_Goal_. Reproduce each of the following entries word for word, with no changes.

_Exercise material_.
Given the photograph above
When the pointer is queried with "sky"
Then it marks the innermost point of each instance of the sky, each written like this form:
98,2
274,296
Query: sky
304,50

_Complete output_.
Given the photograph above
When the pointer is queried with "sky"
Then it marks the innermost point of each instance of the sky, each written like this form:
98,2
274,296
Query: sky
304,50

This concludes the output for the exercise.